### [DATA FOR THE TASK]

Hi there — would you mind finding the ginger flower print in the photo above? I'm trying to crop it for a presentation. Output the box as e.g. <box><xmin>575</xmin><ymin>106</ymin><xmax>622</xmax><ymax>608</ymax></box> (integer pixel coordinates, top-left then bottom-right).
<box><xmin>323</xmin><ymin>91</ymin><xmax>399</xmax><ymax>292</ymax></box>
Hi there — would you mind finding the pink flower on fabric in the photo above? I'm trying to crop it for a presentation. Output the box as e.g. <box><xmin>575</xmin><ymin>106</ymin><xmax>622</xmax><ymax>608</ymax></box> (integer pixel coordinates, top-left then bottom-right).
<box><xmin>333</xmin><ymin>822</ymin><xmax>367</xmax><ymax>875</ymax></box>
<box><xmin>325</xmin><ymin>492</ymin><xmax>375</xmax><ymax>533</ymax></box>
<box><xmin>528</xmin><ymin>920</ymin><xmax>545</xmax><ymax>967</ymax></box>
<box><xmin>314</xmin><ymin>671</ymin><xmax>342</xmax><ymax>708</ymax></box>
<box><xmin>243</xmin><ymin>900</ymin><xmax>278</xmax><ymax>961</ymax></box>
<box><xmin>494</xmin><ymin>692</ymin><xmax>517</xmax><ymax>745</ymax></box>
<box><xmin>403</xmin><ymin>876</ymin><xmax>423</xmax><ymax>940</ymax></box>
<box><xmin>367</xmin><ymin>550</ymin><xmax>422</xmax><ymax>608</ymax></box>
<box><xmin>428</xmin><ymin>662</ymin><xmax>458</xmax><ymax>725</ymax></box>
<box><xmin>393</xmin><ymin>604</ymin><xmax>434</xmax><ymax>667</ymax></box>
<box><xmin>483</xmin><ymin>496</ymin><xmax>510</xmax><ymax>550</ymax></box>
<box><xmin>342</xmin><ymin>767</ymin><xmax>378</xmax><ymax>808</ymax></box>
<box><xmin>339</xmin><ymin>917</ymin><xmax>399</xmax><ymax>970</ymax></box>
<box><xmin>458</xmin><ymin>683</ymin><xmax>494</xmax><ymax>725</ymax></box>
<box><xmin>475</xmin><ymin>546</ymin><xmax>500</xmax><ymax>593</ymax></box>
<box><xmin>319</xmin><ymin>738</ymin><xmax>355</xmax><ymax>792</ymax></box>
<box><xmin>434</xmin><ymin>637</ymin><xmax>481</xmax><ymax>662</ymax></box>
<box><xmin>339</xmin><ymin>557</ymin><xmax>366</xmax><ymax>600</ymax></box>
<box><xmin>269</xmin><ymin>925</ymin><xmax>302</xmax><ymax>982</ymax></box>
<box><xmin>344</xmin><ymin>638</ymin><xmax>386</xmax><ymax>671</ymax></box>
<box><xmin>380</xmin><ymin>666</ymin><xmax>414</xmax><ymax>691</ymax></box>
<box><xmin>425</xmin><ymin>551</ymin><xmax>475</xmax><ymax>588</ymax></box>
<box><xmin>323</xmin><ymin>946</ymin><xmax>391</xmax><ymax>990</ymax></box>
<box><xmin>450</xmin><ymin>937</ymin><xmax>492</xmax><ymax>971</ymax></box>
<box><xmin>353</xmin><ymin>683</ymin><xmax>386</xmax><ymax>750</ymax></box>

### [SET EXERCISE]
Please identify every line in the entries above that contains the word "there", and copy each of those lines.

### [CORRECT RESPONSE]
Hi there — would you mind finding the ginger flower print in the photo above? I'm trying to crop it for a presentation. Output the box as e.g. <box><xmin>575</xmin><ymin>106</ymin><xmax>622</xmax><ymax>608</ymax></box> (integer pixel coordinates, top-left then bottom-right).
Hi there — would you mind finding the pink flower on fabric in the photo above? I'm trying to crop it for a presentation. Output the box as e.g. <box><xmin>575</xmin><ymin>106</ymin><xmax>622</xmax><ymax>608</ymax></box> (integer pixel coordinates, top-left then bottom-right).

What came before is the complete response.